[Извлечённый текст]
··········
Выбрать главу

Ну и хорошо, что не успевал, все равно ничего бы не увидел, только нам помешал.

Вставной новеллой выглядит в незаконченном романе история юной Алуа, выданной замуж за старика и ставшей жертвой навета, животной страсти и, главное, беспощадного свода старинных правил шариата. С общим ходом повествования связана эта новелла на живую нитку: она укрепляет героя в его решимости искоренять религиозное зло. Но на самом деле это лучшая часть «Племени младого», а финальная сцена — расправа с несчастной — по трагизму своему сопоставима со сценой гибели Кодара в «Абае», только здесь, пожалуй, краски строже. Недаром, кстати, русская история романа с этого эпизода-новеллы и началась. В конце 1963 года она была напечатана в газете «Неделя», наверное, самом, за вычетом «Нового мира», либеральном издании заканчивающейся хрущевской оттепели.

Вот, к слову, труднообъяснимая, на первый во всяком случае взгляд, странность. При той погоде, что сложилась во второй половине 50-х, то ясной, то слякотной, неровной погоде, возникла все-таки литература, достойная этого имени. Правдивая литература. Не великая, не бог весть какая выдающаяся, но именно правдивая. «Доктор Живаго», «Жизнь и судьба» — это, конечно, исключения, это мировой уровень, и это особый уровень правды. Но эти-то книги как раз остались в подполье и навлекли на авторов своих беду — их время все еще было впереди. Точно так же исключение, правда, на сей раз счастливое, — «Один день Ивана Денисовича».
··········
[Задание 1]
Можете вывести фрагмент извлечённого текста от слов «Ну и хорошо, что» до слов «заканчивающейся хрущевской оттепели.» без единого изменения?
··········
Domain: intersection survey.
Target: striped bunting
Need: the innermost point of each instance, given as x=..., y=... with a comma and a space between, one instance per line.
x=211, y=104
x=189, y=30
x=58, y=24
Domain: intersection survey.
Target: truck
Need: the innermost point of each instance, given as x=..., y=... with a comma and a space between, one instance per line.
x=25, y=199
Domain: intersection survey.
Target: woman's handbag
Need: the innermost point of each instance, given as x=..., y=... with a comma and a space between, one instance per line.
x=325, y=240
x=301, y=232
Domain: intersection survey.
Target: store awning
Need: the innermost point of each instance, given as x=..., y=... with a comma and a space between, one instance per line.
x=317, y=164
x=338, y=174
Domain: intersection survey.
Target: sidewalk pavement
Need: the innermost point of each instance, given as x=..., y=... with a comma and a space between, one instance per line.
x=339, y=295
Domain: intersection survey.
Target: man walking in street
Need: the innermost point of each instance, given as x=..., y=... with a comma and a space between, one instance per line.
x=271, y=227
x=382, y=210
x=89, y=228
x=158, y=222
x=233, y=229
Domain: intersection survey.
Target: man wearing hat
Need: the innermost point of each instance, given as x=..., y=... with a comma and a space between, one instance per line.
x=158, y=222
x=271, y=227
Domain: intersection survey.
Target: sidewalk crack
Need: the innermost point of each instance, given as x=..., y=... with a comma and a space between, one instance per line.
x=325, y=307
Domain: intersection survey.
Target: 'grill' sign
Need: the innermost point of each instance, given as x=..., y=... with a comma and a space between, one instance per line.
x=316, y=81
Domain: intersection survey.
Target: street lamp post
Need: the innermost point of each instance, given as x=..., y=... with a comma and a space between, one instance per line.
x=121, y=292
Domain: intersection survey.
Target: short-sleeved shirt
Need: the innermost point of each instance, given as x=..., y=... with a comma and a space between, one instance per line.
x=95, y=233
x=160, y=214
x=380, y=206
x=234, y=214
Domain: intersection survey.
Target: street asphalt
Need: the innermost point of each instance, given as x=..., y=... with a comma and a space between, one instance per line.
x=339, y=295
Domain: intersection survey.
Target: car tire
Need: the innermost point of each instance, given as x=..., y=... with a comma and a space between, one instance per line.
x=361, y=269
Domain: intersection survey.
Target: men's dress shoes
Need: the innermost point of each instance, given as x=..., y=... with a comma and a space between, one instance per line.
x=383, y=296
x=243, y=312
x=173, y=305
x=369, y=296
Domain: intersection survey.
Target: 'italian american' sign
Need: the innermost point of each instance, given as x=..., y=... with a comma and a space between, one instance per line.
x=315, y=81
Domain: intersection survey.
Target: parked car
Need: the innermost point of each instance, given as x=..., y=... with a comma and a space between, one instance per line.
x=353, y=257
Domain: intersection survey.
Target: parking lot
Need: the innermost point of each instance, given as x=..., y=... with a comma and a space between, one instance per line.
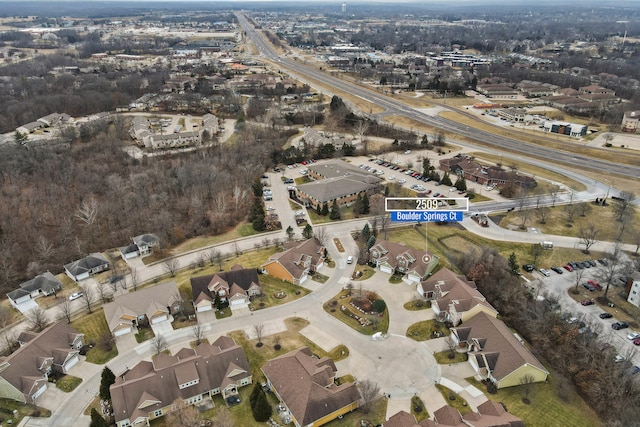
x=585, y=310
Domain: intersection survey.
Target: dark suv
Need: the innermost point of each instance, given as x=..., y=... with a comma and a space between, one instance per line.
x=620, y=325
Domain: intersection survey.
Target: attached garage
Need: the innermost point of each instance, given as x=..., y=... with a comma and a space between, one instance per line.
x=386, y=269
x=71, y=362
x=159, y=318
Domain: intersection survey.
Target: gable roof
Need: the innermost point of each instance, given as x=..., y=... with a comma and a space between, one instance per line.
x=149, y=386
x=147, y=301
x=501, y=352
x=455, y=289
x=85, y=264
x=297, y=255
x=242, y=278
x=392, y=252
x=27, y=365
x=305, y=384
··········
[Задание 2]
Можете оформить записи от самого начала до строки с «x=338, y=174» включительно как таблицу Markdown со столбцами «Номер» и «Строка записи», пропустив пустые строки?

[Ответ к заданию 1]
Ну и хорошо, что не успевал, все равно ничего бы не увидел, только нам помешал.

Вставной новеллой выглядит в незаконченном романе история юной Алуа, выданной замуж за старика и ставшей жертвой навета, животной страсти и, главное, беспощадного свода старинных правил шариата. С общим ходом повествования связана эта новелла на живую нитку: она укрепляет героя в его решимости искоренять религиозное зло. Но на самом деле это лучшая часть «Племени младого», а финальная сцена — расправа с несчастной — по трагизму своему сопоставима со сценой гибели Кодара в «Абае», только здесь, пожалуй, краски строже. Недаром, кстати, русская история романа с этого эпизода-новеллы и началась. В конце 1963 года она была напечатана в газете «Неделя», наверное, самом, за вычетом «Нового мира», либеральном издании заканчивающейся хрущевской оттепели.

[Ответ к заданию 2]
| Номер | Строка записи |
|---|---|
| 1 | Domain: intersection survey. |
| 2 | Target: striped bunting |
| 3 | Need: the innermost point of each instance, given as x=..., y=... with a comma and a space between, one instance per line. |
| 4 | x=211, y=104 |
| 5 | x=189, y=30 |
| 6 | x=58, y=24 |
| 7 | Domain: intersection survey. |
| 8 | Target: truck |
| 9 | Need: the innermost point of each instance, given as x=..., y=... with a comma and a space between, one instance per line. |
| 10 | x=25, y=199 |
| 11 | Domain: intersection survey. |
| 12 | Target: woman's handbag |
| 13 | Need: the innermost point of each instance, given as x=..., y=... with a comma and a space between, one instance per line. |
| 14 | x=325, y=240 |
| 15 | x=301, y=232 |
| 16 | Domain: intersection survey. |
| 17 | Target: store awning |
| 18 | Need: the innermost point of each instance, given as x=..., y=... with a comma and a space between, one instance per line. |
| 19 | x=317, y=164 |
| 20 | x=338, y=174 |